**Tasks to perform**
(A) In the news report on the murder trial, how old was Edward Tenniswood?
(B) Shorten the paragraph of the news report that starts "The 20-year-old barmaid left" into one brief sentence that keeps its main facts.

Chilling CCTV images show the moment India Chipchase was ushered into a taxi by an "oddball" fantasist who was today convicted of her rape and murder.
The 20-year-old barmaid left NB's nightclub in Northampton in the early hours of January 30 after reportedly downing six Jagerbomb drinks.
Footage from outside the club shows the moment 52-year-old Edward Tenniswood spots Chipchase and tells her: "I'll get you home safe".
In a story dismissed as lies by prosecutors, he claimed they later had consensual sex and she died due to his "over-eagerness".
But a jury took less than two hours today to find him guilty of Chipchase's rape and murder after hearing his blood was found under her fingernails.
He was jailed for life yesterday and ordered to serve a minimum of 30 years, meaning he will be at least 82 years old if he is ever released from prison.
As the trial concluded, it emerged that:
• Tenniswood, who strangled Miss Chipchase, previously attacked two other women, one of whom he grabbed by the throat.
• He kept photos of a model who bore a striking resemblance to Miss Chipchase and claimed he was in a relationship with the cover girl, who insisted she had never met him.
• Photos from inside his home show how the killer covered surfaces in dust sheets, newspaper and clingfilm because he was obsessive about dirt.

**Dataset items**

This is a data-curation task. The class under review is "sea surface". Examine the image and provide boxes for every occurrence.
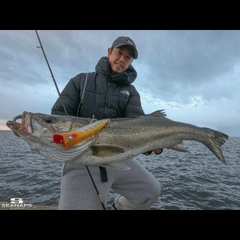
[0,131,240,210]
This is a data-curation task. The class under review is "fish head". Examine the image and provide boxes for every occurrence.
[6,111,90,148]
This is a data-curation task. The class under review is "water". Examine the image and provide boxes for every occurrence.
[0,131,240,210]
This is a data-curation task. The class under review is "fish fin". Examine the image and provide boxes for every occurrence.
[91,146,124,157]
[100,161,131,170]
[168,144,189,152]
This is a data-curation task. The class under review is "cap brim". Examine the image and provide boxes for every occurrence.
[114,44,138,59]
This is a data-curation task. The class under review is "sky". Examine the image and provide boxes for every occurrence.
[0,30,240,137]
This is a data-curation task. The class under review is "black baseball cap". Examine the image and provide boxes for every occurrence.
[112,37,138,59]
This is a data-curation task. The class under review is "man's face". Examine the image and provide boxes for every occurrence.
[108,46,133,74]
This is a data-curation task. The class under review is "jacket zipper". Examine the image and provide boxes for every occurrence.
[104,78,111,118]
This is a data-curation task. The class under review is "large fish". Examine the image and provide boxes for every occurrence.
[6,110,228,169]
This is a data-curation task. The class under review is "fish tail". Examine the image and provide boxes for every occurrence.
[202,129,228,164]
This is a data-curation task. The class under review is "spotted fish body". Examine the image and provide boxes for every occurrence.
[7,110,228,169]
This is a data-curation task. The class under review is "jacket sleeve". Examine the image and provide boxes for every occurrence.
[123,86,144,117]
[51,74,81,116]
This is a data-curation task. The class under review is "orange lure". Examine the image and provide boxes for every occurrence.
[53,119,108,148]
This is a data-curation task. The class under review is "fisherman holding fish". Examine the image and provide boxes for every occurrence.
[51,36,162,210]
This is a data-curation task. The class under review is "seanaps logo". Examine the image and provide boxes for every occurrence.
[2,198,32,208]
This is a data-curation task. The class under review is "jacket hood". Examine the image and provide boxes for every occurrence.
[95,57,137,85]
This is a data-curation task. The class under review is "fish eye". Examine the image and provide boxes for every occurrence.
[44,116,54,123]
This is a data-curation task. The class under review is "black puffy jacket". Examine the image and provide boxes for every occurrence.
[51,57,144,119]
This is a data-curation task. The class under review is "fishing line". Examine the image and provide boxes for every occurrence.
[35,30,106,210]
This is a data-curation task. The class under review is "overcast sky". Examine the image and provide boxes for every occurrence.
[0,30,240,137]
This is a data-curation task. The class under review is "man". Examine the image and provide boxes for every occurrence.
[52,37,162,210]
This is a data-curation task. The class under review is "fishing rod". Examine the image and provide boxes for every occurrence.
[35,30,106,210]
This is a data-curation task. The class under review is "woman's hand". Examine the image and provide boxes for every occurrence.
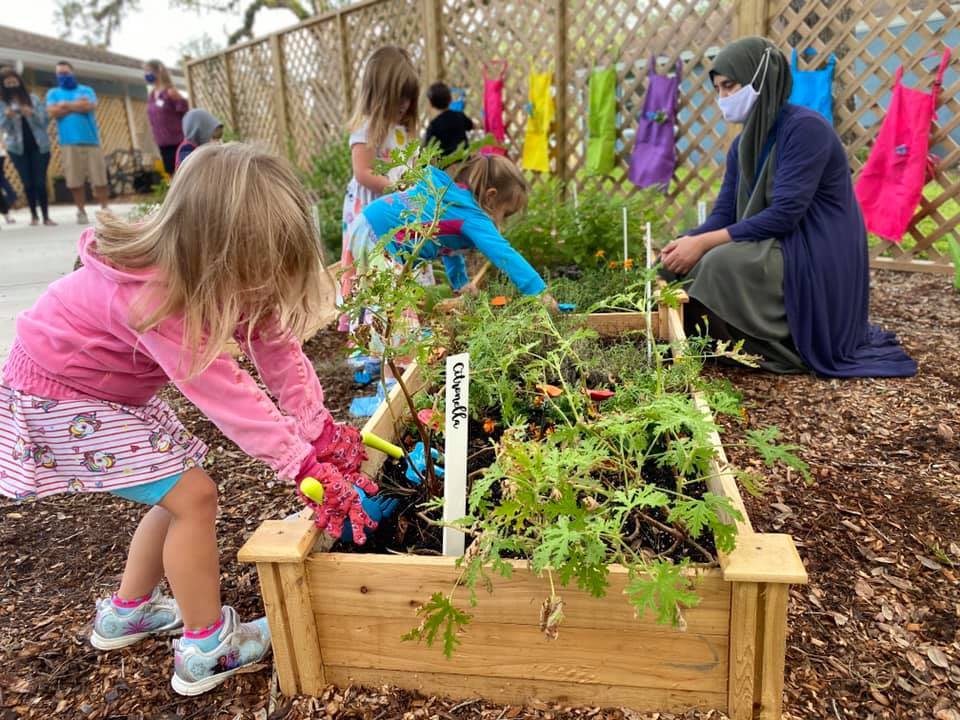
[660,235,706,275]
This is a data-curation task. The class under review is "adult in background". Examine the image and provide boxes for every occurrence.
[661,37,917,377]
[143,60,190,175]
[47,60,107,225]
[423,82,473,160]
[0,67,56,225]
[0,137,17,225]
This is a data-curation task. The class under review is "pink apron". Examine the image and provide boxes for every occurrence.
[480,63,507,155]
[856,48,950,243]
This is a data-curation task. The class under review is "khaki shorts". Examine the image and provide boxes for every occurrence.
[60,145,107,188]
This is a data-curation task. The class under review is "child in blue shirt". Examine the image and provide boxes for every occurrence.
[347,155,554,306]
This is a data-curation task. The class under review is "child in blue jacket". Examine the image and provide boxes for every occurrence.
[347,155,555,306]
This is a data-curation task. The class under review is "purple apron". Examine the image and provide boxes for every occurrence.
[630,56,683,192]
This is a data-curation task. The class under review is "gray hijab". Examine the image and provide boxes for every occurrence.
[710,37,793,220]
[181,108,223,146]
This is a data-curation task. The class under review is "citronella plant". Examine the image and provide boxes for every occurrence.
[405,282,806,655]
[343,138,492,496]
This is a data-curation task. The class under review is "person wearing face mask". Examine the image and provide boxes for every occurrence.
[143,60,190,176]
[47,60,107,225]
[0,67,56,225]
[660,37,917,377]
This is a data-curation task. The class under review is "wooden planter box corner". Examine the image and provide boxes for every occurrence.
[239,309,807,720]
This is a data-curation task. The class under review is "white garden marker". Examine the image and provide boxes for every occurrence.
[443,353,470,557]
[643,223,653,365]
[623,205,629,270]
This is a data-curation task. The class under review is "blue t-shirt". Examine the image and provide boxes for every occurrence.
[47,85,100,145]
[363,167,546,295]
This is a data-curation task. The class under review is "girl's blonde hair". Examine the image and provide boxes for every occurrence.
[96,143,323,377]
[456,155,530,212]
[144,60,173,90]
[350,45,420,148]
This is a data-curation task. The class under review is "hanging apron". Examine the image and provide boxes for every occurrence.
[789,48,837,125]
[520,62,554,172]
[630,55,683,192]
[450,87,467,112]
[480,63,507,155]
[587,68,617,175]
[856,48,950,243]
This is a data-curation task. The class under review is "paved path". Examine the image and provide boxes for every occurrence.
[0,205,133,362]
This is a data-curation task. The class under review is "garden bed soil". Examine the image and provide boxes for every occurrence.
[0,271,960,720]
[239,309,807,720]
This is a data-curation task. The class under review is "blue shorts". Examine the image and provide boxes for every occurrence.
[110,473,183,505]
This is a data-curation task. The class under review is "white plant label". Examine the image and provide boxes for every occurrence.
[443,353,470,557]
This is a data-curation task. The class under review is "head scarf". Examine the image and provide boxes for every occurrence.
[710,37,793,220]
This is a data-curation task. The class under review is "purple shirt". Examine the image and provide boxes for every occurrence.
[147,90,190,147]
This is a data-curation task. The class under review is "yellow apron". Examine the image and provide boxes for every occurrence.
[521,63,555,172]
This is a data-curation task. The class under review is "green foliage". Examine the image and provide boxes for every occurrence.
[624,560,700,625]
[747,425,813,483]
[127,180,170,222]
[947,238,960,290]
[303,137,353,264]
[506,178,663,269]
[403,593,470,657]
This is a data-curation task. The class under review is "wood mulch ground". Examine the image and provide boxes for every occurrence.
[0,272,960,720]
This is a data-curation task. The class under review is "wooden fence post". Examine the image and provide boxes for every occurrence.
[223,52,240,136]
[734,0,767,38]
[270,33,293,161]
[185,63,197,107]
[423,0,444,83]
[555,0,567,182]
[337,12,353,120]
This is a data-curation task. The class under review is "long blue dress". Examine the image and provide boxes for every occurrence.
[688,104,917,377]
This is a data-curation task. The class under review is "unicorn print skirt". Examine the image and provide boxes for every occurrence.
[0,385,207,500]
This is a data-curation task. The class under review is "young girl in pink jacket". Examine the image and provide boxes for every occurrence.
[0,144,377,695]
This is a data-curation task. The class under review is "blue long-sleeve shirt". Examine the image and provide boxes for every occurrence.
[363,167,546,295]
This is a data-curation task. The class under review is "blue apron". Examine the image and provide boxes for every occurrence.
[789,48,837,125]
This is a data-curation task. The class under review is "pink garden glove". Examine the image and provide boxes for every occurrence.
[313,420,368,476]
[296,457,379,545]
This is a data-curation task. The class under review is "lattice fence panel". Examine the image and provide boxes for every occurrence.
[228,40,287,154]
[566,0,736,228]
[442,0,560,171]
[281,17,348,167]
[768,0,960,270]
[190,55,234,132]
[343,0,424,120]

**Answers by task**
(A) 52 years old.

(B) The 20-year-old barmaid left NB's nightclub in Northampton early on January 30, reportedly after six Jagerbombs.